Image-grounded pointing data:
************

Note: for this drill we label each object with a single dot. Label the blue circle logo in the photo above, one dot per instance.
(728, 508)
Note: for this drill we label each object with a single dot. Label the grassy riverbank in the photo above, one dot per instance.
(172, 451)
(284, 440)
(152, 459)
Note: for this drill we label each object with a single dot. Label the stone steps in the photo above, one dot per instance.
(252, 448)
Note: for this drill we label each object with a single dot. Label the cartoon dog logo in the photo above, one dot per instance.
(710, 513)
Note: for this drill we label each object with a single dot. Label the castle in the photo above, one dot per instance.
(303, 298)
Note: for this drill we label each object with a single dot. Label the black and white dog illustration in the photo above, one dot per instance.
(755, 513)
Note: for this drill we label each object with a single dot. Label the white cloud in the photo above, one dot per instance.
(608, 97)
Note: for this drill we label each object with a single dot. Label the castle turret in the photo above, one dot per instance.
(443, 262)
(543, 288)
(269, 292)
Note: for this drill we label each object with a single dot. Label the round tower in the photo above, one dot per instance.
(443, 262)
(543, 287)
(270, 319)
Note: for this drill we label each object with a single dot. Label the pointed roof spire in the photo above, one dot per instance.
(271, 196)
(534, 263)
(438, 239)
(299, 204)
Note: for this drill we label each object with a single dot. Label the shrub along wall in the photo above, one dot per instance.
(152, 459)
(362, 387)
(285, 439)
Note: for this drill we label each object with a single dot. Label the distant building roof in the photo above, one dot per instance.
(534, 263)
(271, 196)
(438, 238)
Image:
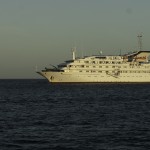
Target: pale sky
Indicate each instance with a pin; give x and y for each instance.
(42, 32)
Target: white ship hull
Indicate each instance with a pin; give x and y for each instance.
(62, 77)
(130, 68)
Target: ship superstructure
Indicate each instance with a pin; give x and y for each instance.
(133, 67)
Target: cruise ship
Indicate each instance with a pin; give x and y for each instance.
(128, 68)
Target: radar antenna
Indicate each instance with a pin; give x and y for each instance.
(140, 41)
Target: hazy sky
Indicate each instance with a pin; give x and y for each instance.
(42, 32)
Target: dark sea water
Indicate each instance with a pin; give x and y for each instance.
(36, 115)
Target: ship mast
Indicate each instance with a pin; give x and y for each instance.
(73, 53)
(140, 41)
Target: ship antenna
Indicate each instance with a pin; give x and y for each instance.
(140, 41)
(73, 53)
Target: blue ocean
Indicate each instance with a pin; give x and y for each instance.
(37, 115)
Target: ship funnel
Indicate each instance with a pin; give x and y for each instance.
(73, 53)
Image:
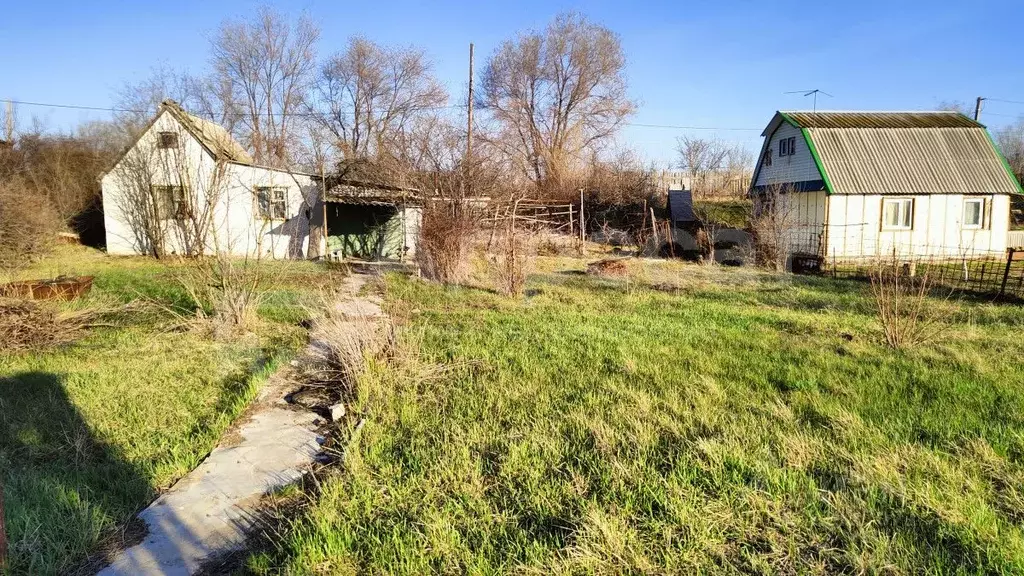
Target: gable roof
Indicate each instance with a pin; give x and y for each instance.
(213, 136)
(900, 153)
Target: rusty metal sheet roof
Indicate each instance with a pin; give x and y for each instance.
(939, 119)
(911, 160)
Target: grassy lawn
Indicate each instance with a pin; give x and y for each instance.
(91, 432)
(724, 422)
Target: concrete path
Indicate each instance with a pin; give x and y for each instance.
(209, 511)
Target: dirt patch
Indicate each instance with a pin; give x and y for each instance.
(608, 268)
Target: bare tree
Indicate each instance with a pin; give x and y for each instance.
(556, 95)
(371, 96)
(265, 65)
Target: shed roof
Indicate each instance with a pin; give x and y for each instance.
(901, 153)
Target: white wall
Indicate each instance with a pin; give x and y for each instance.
(238, 227)
(855, 227)
(796, 168)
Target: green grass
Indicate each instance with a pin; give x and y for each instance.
(91, 432)
(727, 422)
(731, 213)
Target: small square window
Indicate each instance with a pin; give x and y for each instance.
(974, 212)
(170, 202)
(272, 203)
(167, 140)
(897, 213)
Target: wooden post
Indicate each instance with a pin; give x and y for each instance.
(3, 534)
(653, 227)
(583, 228)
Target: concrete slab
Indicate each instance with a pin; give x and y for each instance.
(210, 511)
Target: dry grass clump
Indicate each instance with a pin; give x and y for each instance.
(512, 264)
(32, 326)
(28, 224)
(610, 268)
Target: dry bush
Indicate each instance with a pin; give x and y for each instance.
(28, 224)
(512, 264)
(904, 305)
(32, 326)
(225, 290)
(445, 238)
(610, 268)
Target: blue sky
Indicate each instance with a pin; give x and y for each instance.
(723, 65)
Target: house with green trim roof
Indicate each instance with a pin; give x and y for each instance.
(855, 184)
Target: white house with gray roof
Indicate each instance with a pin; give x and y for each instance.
(868, 183)
(187, 184)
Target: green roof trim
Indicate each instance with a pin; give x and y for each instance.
(817, 159)
(788, 119)
(1006, 165)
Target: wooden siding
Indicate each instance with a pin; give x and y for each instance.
(796, 168)
(855, 231)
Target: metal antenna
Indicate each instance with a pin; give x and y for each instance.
(813, 92)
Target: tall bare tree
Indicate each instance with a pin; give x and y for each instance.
(266, 65)
(371, 97)
(556, 95)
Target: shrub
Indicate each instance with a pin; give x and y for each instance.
(28, 224)
(904, 304)
(445, 236)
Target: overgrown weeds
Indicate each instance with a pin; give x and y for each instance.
(904, 303)
(225, 290)
(445, 238)
(32, 326)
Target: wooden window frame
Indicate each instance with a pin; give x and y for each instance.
(266, 204)
(170, 202)
(167, 140)
(900, 214)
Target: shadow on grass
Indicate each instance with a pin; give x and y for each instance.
(66, 491)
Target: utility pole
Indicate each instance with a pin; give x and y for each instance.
(9, 124)
(469, 116)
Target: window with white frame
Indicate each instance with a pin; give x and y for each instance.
(787, 147)
(272, 202)
(167, 139)
(974, 212)
(170, 202)
(897, 213)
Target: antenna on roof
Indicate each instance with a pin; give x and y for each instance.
(813, 92)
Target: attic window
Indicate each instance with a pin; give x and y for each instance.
(787, 147)
(272, 203)
(167, 140)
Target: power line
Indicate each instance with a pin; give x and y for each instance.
(1005, 100)
(138, 111)
(311, 114)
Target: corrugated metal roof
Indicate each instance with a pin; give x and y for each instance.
(939, 119)
(911, 161)
(213, 136)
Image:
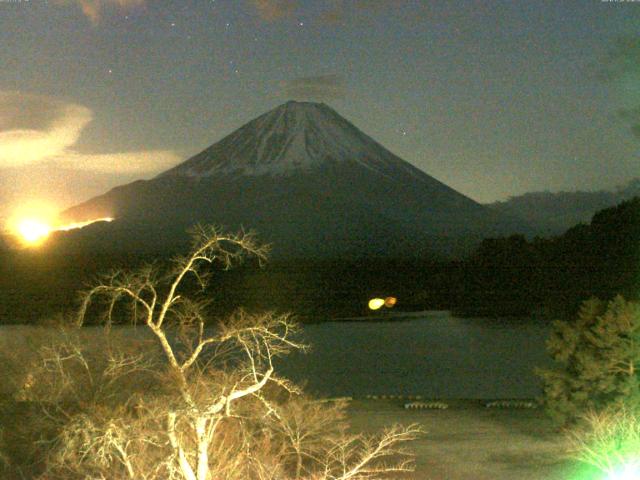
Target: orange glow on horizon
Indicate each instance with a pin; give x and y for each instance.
(33, 231)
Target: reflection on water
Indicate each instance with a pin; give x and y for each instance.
(436, 356)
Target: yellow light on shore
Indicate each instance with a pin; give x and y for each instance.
(376, 303)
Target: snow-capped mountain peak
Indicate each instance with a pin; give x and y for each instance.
(292, 137)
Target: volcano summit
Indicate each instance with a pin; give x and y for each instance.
(308, 181)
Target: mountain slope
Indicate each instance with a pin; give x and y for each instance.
(552, 213)
(309, 182)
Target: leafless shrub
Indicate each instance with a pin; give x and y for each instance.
(198, 403)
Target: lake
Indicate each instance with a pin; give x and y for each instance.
(436, 356)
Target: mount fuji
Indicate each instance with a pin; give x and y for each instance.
(308, 181)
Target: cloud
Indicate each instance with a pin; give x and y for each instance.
(93, 9)
(271, 10)
(321, 87)
(40, 129)
(34, 127)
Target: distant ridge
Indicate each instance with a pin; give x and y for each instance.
(552, 213)
(309, 182)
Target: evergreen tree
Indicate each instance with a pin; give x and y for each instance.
(596, 359)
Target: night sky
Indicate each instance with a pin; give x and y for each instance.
(493, 98)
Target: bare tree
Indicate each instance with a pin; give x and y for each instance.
(207, 402)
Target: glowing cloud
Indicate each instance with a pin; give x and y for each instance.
(37, 129)
(93, 9)
(321, 87)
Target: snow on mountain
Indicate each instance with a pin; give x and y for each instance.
(309, 182)
(294, 137)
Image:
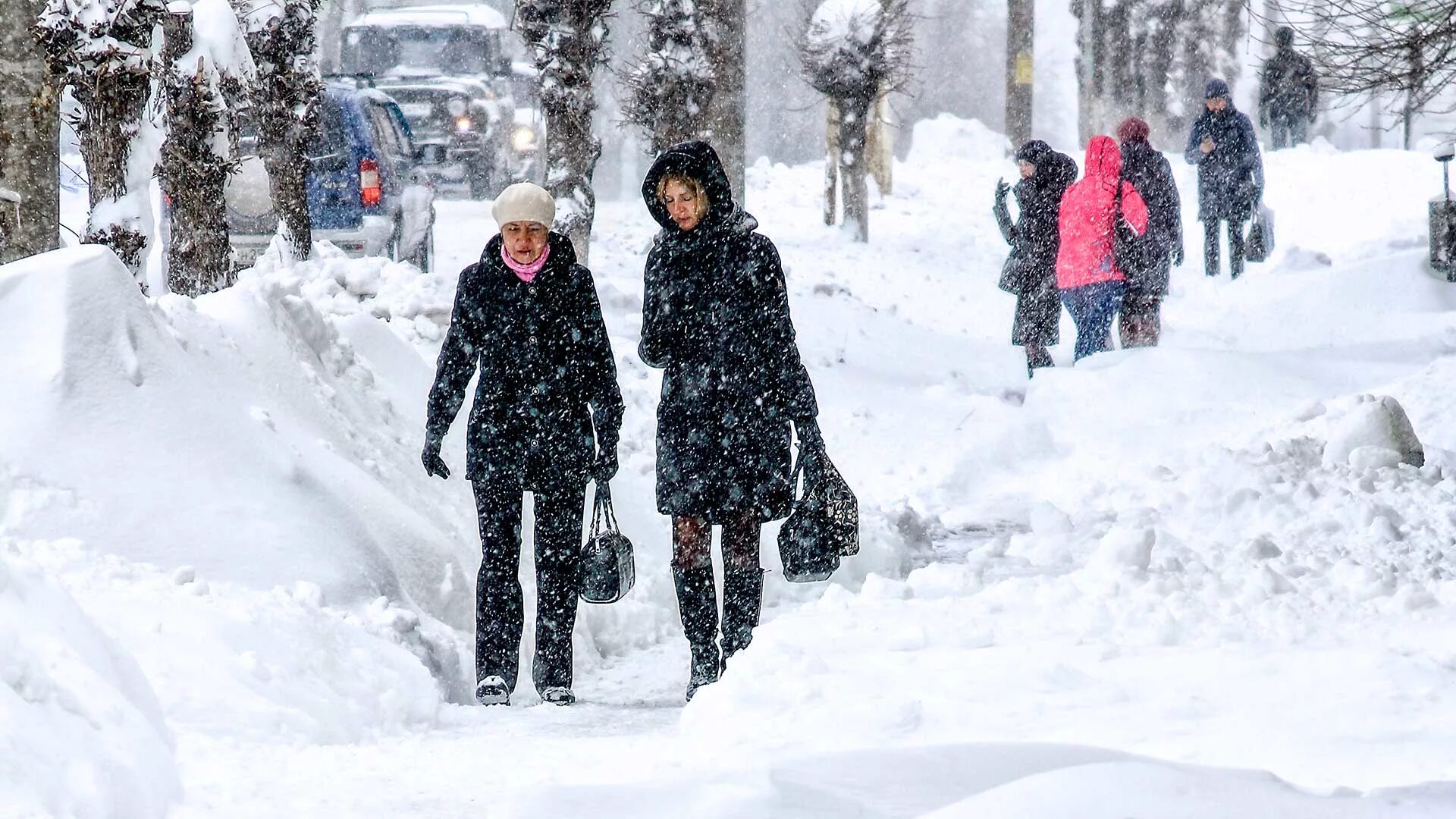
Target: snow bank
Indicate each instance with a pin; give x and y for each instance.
(80, 729)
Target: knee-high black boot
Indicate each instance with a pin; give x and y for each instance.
(698, 604)
(743, 599)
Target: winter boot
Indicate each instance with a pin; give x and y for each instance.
(492, 691)
(698, 602)
(558, 695)
(743, 598)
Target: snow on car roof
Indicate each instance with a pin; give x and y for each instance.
(471, 15)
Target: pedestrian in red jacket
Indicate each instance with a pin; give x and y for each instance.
(1088, 278)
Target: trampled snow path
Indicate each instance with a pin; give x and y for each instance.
(1147, 554)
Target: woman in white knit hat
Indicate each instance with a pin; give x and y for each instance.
(545, 420)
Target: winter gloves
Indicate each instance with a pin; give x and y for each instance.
(435, 465)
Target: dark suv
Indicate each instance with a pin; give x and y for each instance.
(369, 188)
(452, 71)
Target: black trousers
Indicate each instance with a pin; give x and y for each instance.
(500, 615)
(1210, 246)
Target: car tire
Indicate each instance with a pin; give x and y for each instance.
(424, 254)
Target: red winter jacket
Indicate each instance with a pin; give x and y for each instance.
(1085, 222)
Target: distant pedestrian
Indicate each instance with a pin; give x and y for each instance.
(545, 420)
(1147, 169)
(1033, 238)
(1231, 174)
(715, 316)
(1289, 93)
(1088, 276)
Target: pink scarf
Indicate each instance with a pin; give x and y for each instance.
(525, 271)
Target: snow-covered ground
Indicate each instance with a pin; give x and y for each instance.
(1177, 582)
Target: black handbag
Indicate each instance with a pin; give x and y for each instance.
(823, 525)
(607, 570)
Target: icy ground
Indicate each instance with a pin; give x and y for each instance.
(1178, 582)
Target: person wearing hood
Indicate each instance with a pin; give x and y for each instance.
(1231, 174)
(1289, 93)
(1088, 273)
(1033, 238)
(715, 316)
(1147, 169)
(546, 419)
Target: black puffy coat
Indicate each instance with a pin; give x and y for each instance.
(548, 379)
(715, 315)
(1231, 177)
(1033, 237)
(1147, 169)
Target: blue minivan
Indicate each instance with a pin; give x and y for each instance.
(369, 188)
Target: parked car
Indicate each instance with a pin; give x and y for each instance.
(369, 187)
(456, 74)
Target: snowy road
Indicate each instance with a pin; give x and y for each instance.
(1087, 588)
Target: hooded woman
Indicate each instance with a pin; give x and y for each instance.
(1088, 276)
(545, 420)
(1033, 238)
(1231, 174)
(715, 315)
(1141, 321)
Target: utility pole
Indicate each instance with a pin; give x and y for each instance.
(1021, 19)
(30, 148)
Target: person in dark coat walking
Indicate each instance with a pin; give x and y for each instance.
(1033, 238)
(1147, 169)
(715, 316)
(1231, 174)
(545, 420)
(1289, 93)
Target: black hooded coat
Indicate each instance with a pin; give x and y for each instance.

************

▶ _INSTRUCTIONS TO FOLLOW_
Out of the records above, pull each line containing the word "coat".

▶ _FINAL ANSWER_
Target: black puffy coat
Target: person in dark coat walking
Target: black hooded coat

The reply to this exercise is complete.